# Probably a stupid question, but..............



## vix2000 (Jan 20, 2019)

What is "the campo"? I keep reading threads about the pros and cons of living in the Campo so I translated it and it means "field".


----------



## Hepa (Apr 2, 2018)

Many use the word Campo to refer to areas in the country or out of town.


----------



## vix2000 (Jan 20, 2019)

Thank you very much Hepa its been bugging me. I was thinking it might be a complex, or maybe an area with fincas. I will know in future now.


----------



## Williams2 (Sep 15, 2013)

Hepa said:


> Many use the word Campo to refer to areas in the country or out of town.


The English equivalent being _out in the sticks !!_


----------



## Pesky Wesky (May 10, 2009)

Hepa said:


> Many use the word Campo to refer to areas in the country or out of town.


As Hepa says it's an area out of town, otherwise known as the country (although it can mean field as well, just depends on the context). For some reason it's a word that English speakers pick up even when they don't speak much Spanish beyond_ una cerveza _and _un cafe con leche_ and as they learn it, it becomes part of everyday language, not sure why. Others are _abogado (lawyer) and ayuntamiento (town hall)- _as soon as they've been learnt the English words, which mean exactly the same, are forgotten


----------



## davexf (Jan 26, 2009)

Hola 

Used for anywhere outside the town centre where you are "countrified" and not packed in like sardines

Davexf


----------



## vix2000 (Jan 20, 2019)

lol thanks again Dave


----------



## Alcalaina (Aug 6, 2010)

It is countryside that is worked as agricultural land. Non-productive woodland, scrub etc is sometimes called "montes" (nothing to do with mountains!)

Many Spanish people who live in towms also own rural properties, often without mains water or electricity, that have been in the family for generations. You'll hear them talking about going to the campo for the weekend, meaning they are going to these places.


----------



## Beach buddy (Jul 7, 2018)

davexf said:


> Hola
> 
> Used for anywhere outside the town centre where you are "countrified" and not packed in like sardines
> 
> Davexf


where we get electric all the time, our water doesnt get switched off, our internet speeds are good. To name but a few advantages of town living.

Records provided:

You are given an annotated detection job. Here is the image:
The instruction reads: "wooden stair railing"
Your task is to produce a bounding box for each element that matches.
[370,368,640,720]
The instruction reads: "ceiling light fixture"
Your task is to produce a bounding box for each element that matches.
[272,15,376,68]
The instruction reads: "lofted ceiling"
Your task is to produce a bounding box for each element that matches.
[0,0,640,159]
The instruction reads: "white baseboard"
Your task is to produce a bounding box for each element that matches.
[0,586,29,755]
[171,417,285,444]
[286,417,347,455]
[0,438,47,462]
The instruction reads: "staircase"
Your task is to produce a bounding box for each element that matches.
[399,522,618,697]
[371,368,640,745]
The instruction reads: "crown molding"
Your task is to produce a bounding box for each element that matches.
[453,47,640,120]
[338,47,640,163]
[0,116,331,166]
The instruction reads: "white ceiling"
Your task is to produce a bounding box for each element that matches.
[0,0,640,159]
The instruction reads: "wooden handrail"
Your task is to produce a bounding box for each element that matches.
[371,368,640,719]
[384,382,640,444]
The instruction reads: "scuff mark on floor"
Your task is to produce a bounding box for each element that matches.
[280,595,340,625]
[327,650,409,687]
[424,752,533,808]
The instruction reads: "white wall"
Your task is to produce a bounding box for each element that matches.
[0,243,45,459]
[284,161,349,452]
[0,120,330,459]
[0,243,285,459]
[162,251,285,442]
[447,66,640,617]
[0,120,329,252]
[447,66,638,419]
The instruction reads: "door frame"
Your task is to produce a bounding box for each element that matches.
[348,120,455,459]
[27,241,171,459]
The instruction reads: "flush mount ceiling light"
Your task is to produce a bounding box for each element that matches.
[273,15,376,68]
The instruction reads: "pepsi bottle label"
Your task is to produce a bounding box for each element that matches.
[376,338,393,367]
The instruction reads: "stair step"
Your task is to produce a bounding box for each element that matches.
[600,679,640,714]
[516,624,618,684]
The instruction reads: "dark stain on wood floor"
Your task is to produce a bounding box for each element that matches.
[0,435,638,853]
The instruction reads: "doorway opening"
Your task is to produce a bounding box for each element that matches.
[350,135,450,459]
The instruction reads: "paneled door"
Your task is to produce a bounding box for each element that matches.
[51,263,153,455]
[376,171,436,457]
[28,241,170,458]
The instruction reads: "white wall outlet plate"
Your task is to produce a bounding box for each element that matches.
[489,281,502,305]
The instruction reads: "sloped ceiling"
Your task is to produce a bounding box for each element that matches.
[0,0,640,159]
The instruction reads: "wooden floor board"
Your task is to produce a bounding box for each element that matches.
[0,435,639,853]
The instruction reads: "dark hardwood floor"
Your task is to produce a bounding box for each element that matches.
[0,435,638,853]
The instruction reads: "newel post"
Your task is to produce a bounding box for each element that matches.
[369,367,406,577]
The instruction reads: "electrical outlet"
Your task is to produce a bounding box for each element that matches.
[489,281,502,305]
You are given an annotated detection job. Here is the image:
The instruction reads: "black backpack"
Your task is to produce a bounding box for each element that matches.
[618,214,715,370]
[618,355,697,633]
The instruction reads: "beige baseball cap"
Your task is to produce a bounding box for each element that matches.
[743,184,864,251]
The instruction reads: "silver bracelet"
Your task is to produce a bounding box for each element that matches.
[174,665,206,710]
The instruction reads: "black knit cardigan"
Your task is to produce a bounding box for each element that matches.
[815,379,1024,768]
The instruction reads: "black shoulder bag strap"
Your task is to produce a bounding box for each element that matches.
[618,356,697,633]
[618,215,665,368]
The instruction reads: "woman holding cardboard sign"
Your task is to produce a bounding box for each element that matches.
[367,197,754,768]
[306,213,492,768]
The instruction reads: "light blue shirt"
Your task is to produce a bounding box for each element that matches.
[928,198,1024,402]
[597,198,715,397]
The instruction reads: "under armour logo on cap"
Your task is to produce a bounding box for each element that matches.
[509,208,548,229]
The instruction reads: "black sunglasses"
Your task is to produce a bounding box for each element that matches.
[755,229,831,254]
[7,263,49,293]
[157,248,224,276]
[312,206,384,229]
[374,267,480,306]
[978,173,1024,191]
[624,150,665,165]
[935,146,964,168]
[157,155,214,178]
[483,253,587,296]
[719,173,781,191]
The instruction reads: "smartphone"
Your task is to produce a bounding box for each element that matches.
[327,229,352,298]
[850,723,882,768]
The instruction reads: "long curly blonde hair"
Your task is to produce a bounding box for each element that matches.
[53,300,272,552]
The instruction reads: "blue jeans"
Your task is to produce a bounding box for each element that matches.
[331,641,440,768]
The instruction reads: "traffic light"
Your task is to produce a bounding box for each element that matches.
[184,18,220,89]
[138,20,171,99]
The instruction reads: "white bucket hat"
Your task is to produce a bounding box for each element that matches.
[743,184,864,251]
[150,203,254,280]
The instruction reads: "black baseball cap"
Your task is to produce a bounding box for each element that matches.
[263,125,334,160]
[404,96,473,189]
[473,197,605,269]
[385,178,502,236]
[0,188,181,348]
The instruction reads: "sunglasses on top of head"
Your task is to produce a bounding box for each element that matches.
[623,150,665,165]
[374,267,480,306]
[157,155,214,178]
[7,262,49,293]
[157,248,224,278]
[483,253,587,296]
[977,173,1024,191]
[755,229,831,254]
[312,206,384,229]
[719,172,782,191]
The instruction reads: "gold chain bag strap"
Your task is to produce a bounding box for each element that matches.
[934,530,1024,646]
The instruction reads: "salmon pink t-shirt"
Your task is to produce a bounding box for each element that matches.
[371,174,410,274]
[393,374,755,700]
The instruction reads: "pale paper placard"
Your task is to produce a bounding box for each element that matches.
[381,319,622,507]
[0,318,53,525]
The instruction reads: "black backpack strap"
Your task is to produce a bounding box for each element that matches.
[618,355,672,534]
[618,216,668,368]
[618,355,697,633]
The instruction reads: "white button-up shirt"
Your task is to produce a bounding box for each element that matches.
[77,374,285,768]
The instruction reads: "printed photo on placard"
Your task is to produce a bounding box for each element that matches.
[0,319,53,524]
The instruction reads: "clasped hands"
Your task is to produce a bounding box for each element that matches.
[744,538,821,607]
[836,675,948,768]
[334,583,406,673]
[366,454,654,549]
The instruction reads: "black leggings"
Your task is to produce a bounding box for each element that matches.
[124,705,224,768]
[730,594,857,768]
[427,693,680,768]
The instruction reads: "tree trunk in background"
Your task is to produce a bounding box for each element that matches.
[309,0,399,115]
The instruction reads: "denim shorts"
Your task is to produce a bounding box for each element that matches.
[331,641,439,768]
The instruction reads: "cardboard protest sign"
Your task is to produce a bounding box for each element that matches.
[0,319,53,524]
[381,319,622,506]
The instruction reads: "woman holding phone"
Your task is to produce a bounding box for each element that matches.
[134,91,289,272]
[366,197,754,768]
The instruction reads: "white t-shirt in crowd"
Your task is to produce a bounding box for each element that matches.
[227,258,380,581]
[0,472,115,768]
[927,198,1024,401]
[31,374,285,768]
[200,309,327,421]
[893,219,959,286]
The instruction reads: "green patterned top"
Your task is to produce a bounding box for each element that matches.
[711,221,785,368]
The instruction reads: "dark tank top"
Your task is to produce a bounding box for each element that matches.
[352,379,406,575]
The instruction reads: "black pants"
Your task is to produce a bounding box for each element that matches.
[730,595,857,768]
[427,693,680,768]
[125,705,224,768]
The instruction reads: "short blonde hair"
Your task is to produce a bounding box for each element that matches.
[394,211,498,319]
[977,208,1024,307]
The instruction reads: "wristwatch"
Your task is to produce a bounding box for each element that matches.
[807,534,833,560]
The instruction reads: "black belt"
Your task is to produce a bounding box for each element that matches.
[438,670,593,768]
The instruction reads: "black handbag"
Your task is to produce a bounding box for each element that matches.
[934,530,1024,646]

Stated exercise 1: In the records, rename "instruction" to "label" in everything from the first line down to the line containing "[0,438,47,462]", both ends included, and give those lines back with nothing else changed.
Stated exercise 2: Write what comes next in the forum thread about the word "campo," picking up right after its last sentence.
The forum thread and the records are separate material with no connection between them.

Exercise result 1:
You are given an annotated detection job. Here is the image:
The label reads: "wooden stair railing"
Your task is to produce a bounding box for each element that matches.
[370,368,640,720]
The label reads: "ceiling light fixture"
Your task is to produce a bounding box for each element that matches.
[272,15,376,68]
The label reads: "lofted ceiling"
Your task is to produce a bounding box for each element that matches.
[0,0,640,159]
The label reads: "white baseboard"
Your task is to produce a bounding box for each element that matches.
[0,586,29,755]
[171,417,285,444]
[286,417,347,455]
[0,438,47,462]

Exercise result 2:
----------



## Williams2 (Sep 15, 2013)

Beach buddy said:


> where we get electric all the time, our water doesnt get switched off, our *internet speeds* are good. To name but a few advantages of town living.


That's probably the biggest downside to being 'out in the campo' is low internet broadband speeds - in fact it's surprising
how the availability of good broadband internet is one of the key criteria's for determining where people will buy
these days; so much so that its as if many cannot live without it !!


----------



## Beach buddy (Jul 7, 2018)

These days its almost impossible to live without. Its as if pen and paper, reference books, Post, normal on off switch tv, no longer exist. How many things you cannot access without it!! Shame really, not sure if all of it is such a good thing.


----------



## Pesky Wesky (May 10, 2009)

I need internet to work.
I have to write reports, record attendance and access materials online. Above all I need What's App and email to communicate with students, clients, employers...


----------



## Juan C (Sep 4, 2017)

El campo. Is a very useful word which in my mind at least does not have a one word equivalent in english. One just ‘knows’ what one means when they use it. !


----------



## kaipa (Aug 3, 2013)

El campo usually sends up with mi pueblo which basically means where I'm from not my village


----------



## Alcalaina (Aug 6, 2010)

kaipa said:


> El campo usually sends up with mi pueblo which basically means where I'm from not my village


Yes, and _mi pueblo_ means both my people and my town/village. It's always part of who you are, even if you now live on the other side of the country.

I wonder if this concept will carry over to the internet generation?


----------



## Alcalaina (Aug 6, 2010)

Juan C said:


> El campo. Is a very useful word which in my mind at least does not have a one word equivalent in english. One just ‘knows’ what one means when they use it. !


Which is why the OP was asking!


----------



## Pesky Wesky (May 10, 2009)

kaipa said:


> El campo usually sends up with mi pueblo which basically means where I'm from not my village


 People here usually refer to _el pueblo_, no _mi pueblo_
_Voy al pueblo este verano_
_Lo compré en el pueblo_
But that's when they are referring to a specific town/ village


----------



## jimenato (Nov 21, 2009)

Juan C said:


> El campo. Is a very useful word which in my mind at least does not have a one word equivalent in english. One just ‘knows’ what one means when they use it. !


'Countryside', 'bush', 'outback' in the way the OP meant it.

Also - 'Pitch' and 'Course'.

And 'place on a computer screen where you enter something'.


----------



## baldilocks (Mar 7, 2010)

This morning, I saw the lady who sells green-grocery grown by her husband on their huerto and I asked how he was (he had been ill not so long ago) and she said he was "al campo." In this case she meant that he was at the huerto attending to the crops. For most, their huertos are down by the river where there are, on each side, swathes of good fertile land about 100-200 m wide. In this area "el campo" can mean anything from the huertos to the olive groves, rustic land or even on the mountain sides.


----------



## Lynn R (Feb 21, 2014)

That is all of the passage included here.